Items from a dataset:
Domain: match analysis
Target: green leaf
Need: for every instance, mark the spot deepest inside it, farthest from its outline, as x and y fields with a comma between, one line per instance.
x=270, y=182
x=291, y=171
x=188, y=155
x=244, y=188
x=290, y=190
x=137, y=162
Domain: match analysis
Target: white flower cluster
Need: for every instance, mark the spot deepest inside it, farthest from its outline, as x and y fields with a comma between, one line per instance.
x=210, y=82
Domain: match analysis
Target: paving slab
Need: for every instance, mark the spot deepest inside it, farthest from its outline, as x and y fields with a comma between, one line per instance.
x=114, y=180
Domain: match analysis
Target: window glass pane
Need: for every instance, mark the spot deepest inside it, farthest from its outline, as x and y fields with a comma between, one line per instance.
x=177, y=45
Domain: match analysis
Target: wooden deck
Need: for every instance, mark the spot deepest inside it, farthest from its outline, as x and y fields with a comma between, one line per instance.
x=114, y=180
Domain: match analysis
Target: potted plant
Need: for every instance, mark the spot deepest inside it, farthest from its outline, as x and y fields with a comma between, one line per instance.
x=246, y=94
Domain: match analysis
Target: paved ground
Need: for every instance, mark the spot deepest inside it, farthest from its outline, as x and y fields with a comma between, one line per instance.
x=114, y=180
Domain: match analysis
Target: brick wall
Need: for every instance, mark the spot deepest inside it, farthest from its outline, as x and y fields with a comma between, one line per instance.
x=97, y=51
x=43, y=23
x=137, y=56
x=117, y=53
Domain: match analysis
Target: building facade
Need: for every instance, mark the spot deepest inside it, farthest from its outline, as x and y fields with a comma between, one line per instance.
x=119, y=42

_Try it_.
Please restate the records word for word. Go from the first line to the line with "Target: brick wall" and include both.

_Result of the exercise_.
Domain: match analysis
Target: green leaf
Need: for every instance, mark the spot deepest inside it, farthest from its outline, as x and y fields with a comma between, one line per instance.
x=270, y=182
x=291, y=171
x=188, y=155
x=244, y=188
x=290, y=190
x=137, y=162
Domain: match analysis
Target: white flower cluster
Need: for every instance, mark the spot deepest inside it, farthest from its outline, as x and y fields with a comma between, one line per instance.
x=210, y=82
Domain: match analysis
Target: paving slab
Need: for every instance, mark the spot deepest inside it, farthest from its outline, as x and y fields with a comma between, one line per instance.
x=114, y=180
Domain: match analysis
Target: window glass pane
Need: for every instance, mark the spot deepest inside it, farthest from its outline, as x and y fields with a comma between, one line per instance.
x=177, y=45
Domain: match analysis
Target: wooden deck
Need: for every instance, mark the spot deepest inside it, farthest from its outline, as x and y fields with a comma between, one line per instance.
x=114, y=180
Domain: match analysis
Target: potted plant
Need: for every instance, mark the spot deepest inside it, farthest from its outline, as x and y fields with a comma between, one line per instance.
x=246, y=94
Domain: match analysis
Target: paved ground
Need: for every instance, mark the spot deepest inside it, farthest from its outline, as x and y fields with a comma between, one line per instance.
x=114, y=180
Domain: match analysis
Target: brick wall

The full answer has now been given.